┏━━
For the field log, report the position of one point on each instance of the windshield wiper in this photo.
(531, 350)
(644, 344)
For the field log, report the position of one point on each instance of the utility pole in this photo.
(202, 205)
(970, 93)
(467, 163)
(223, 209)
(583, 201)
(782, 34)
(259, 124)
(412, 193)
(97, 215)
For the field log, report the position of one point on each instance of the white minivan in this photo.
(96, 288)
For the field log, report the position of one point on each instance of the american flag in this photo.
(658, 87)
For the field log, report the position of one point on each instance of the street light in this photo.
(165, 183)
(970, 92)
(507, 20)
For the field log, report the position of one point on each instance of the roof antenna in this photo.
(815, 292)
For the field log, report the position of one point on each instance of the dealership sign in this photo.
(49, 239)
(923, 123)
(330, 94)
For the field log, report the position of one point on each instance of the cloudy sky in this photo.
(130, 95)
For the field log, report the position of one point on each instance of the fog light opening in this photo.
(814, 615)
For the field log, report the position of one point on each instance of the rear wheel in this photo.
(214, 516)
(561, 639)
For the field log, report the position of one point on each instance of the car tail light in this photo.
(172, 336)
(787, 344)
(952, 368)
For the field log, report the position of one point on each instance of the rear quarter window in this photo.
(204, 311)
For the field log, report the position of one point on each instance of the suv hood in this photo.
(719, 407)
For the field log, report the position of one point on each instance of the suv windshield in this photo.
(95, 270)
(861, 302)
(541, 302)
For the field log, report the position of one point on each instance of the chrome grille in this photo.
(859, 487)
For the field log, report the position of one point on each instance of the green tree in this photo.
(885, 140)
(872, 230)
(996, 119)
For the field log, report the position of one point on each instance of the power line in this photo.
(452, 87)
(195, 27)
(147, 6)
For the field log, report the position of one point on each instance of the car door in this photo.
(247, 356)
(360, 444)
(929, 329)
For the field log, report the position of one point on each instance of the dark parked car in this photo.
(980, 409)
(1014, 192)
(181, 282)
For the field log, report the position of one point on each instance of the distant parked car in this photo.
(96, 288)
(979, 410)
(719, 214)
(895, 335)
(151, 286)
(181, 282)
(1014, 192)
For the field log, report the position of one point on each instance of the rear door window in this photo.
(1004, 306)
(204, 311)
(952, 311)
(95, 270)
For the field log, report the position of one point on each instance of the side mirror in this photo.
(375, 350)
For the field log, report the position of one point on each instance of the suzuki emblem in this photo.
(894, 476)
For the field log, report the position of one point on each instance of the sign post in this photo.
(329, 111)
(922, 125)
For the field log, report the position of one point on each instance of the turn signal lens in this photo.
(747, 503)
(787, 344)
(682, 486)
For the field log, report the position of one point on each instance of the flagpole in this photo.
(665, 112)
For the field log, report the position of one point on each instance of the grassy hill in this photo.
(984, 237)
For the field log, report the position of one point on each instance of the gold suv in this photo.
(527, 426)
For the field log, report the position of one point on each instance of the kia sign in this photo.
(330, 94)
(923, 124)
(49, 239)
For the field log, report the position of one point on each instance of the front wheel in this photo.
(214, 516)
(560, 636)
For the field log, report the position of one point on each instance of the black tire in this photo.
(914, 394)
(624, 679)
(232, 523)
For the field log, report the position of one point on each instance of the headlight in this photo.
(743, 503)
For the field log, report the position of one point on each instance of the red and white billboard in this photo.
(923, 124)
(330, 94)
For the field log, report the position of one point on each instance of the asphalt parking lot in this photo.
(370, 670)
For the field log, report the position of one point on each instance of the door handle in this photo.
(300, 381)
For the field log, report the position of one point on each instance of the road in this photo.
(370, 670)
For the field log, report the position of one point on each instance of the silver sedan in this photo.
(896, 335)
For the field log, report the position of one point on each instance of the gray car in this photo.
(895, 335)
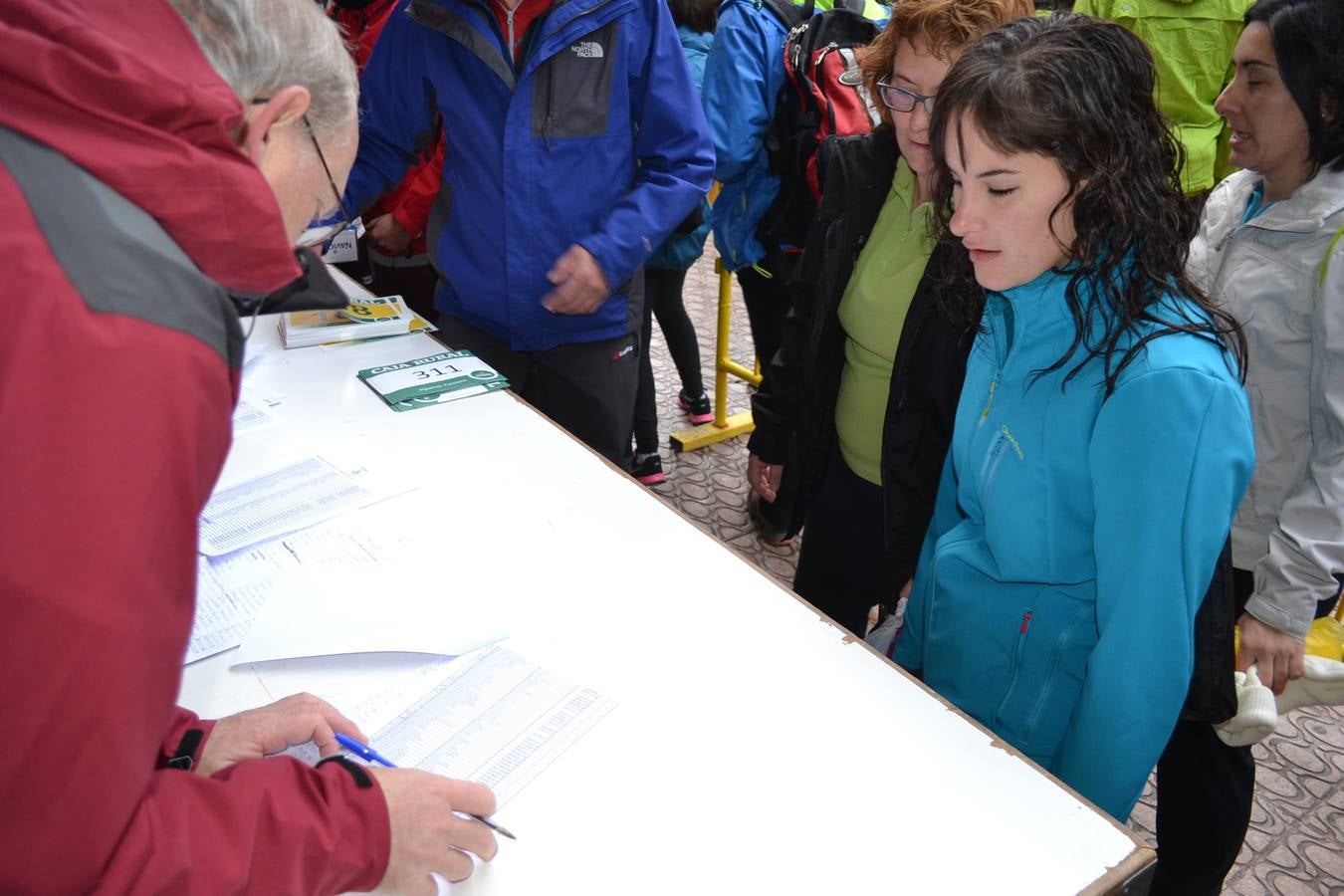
┗━━
• Exercise details:
Repeat the listing above word for word, but leave out the picture.

• Answer to this task:
For the field log, report the position of one point on each instance of the windshield wiper in this photo.
(531, 350)
(644, 344)
For the field log, report the position of one point on each instance of the utility pole in this photo.
(202, 205)
(970, 93)
(467, 163)
(223, 209)
(583, 201)
(782, 34)
(259, 124)
(412, 193)
(97, 215)
For the field log, report the position of one point on each instance of the white minivan in this photo.
(96, 288)
For the field log, report the position of one point on each instance of the american flag in this photo.
(658, 87)
For the field log, report the position of one point on each instance of the street light in this photo.
(165, 183)
(970, 92)
(507, 20)
For the field log, report the position of one point on each instance of the roof antenna in this photo.
(815, 292)
For the field log, report the position of one point on each instance of the dealership sign in this photo.
(49, 239)
(923, 123)
(330, 94)
For the field log, report the position of one point on each instance of the cloudy sky in this photo.
(130, 95)
For the field log, report the position of one point on each instance of the fog light opening in this photo.
(814, 615)
For the field log, report the position of one point on each instance of the rear wheel in this photo.
(214, 516)
(561, 639)
For the field log, report the position of one point on each instance of the car tail light in this photo.
(172, 336)
(787, 344)
(952, 368)
For the field log, report the position of one point on each instance of the rear quarter window in this photo.
(204, 311)
For the field log, report the position of one point on each instance of the suv hood in this photo.
(719, 407)
For the field log, report the position of one point on each instance of the suv windshield in this photo.
(95, 270)
(861, 302)
(541, 302)
For the field log, report the position of one point on each instance of the chrome grille in this photo.
(859, 487)
For the field log, report the position of one point on each instance of the green tree in this photo.
(885, 140)
(872, 230)
(996, 119)
For the field log, report the position of one point on each instance of the power line in this photo.
(452, 87)
(195, 27)
(147, 6)
For the field log, report the position of one point on each instance of the car door in this photo.
(247, 356)
(360, 444)
(929, 329)
For the field log, report the position of one point on each instance of the dark parked car in this photo.
(980, 409)
(1014, 192)
(181, 282)
For the field log, report the position of one point on each instance of the distant parked car in this photo.
(96, 288)
(979, 410)
(719, 214)
(895, 335)
(151, 286)
(181, 282)
(1014, 192)
For the field log, report the position of one point on each instance of the rear door window in this photo.
(1004, 306)
(204, 311)
(952, 311)
(95, 270)
For the field log, report the position of one point on each instance of the side mirror in this photo.
(375, 350)
For the field log, report the position of one point on each instance of the suzuki emblem in this photo.
(894, 476)
For the field log, report the position of one point on each instance of the sign post in this photo.
(329, 111)
(922, 125)
For the field log, report the position of one point on each instance of the turn signal lens in this photo.
(747, 503)
(787, 344)
(682, 486)
For the field log, report the position of one point on each instance of the flagpole in this photo.
(665, 112)
For the field log, report the position of one point on each instance of the grassy hill in this photo.
(984, 237)
For the field log, report the position of one point on each instance of the gold suv in this photo.
(527, 426)
For the field log, report the position of one point on each instance of the kia sign in this photo.
(330, 94)
(923, 124)
(49, 239)
For the field log, report the position of one point on each instance of the front wheel in this photo.
(214, 516)
(560, 636)
For the field log, report the position of one point on each instance of the black tire in this photo.
(914, 394)
(624, 679)
(232, 523)
For the field log, report the position of one point on each instance of the headlight in this photo.
(743, 503)
For the field log, report the position of one point on each instance of the red and white billboard in this photo.
(923, 124)
(330, 94)
For the field log, report the position of one point on each instance of the asphalt parking lot in this photo.
(370, 670)
For the field log, report the position of one point on each instance of the door handle in this photo.
(300, 381)
For the field log, report the position of one point on each instance of the road in this photo.
(370, 670)
For the field log, report the position of one point on each instance of the silver sedan in this photo.
(896, 335)
For the field log, report the position of one point on each instance of the gray car in this photo.
(895, 335)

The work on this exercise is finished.